Record extracts START
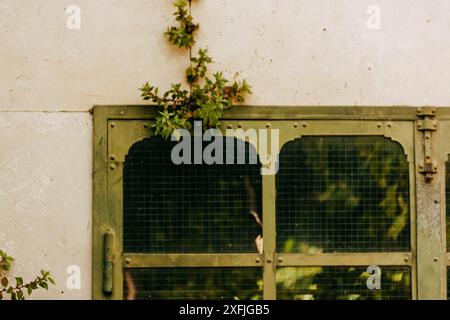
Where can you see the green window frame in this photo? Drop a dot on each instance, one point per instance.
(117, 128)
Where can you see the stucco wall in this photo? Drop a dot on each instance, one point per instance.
Record extracts END
Record extracts START
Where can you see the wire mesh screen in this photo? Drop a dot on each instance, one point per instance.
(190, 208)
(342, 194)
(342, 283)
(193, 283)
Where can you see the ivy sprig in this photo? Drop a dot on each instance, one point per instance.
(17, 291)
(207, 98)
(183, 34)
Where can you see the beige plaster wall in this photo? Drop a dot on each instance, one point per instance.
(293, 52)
Record extracts END
Record extracts START
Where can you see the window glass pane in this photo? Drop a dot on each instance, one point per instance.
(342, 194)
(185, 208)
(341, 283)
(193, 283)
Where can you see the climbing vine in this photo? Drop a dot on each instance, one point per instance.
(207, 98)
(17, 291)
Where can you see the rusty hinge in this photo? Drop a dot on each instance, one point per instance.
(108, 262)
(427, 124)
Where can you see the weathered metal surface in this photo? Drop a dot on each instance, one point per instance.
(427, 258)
Record extracts END
What to work on -> Retype word for word everything in the listing above from the line that holds "Where can you see the green" down to the line that holds "Where can you see the stucco". Keep both end lines and leave out the rest.

Exercise response ->
Where can you see the green window frame in this photo? Drop a dot on each instance, one point per instance.
(117, 128)
Where can you see the stucco wall in this photo? Drop a dot on each instance, one point per instance.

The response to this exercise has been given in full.